◆ WHAT YOU SHOULD DO ◆
Rewrite every one of the records below with "tomato" changed to "pepper" and nothing else altered. Leave the pictures out of your answer.

◆ INPUT ◆
begin
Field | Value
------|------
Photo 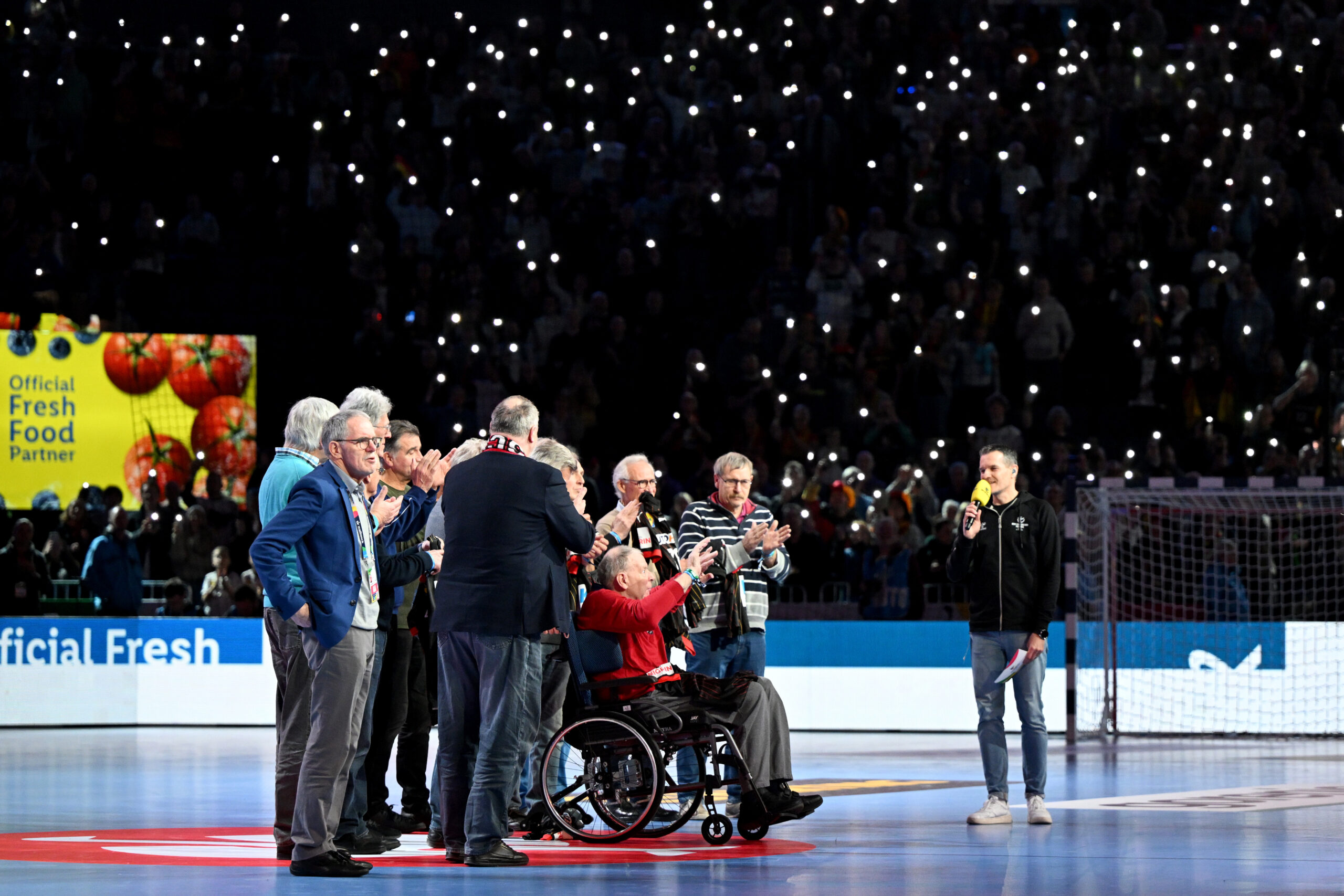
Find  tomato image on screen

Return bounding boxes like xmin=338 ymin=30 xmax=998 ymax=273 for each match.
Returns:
xmin=191 ymin=395 xmax=257 ymax=476
xmin=102 ymin=333 xmax=172 ymax=395
xmin=168 ymin=336 xmax=251 ymax=408
xmin=124 ymin=426 xmax=191 ymax=494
end
◆ THE COMPLETED TASK ◆
Field | Value
------|------
Photo 
Find  pepper image on screen

Return bounding boxes like xmin=338 ymin=30 xmax=998 ymax=273 for each match.
Returns:
xmin=191 ymin=395 xmax=257 ymax=476
xmin=102 ymin=333 xmax=172 ymax=395
xmin=168 ymin=336 xmax=251 ymax=408
xmin=124 ymin=426 xmax=191 ymax=494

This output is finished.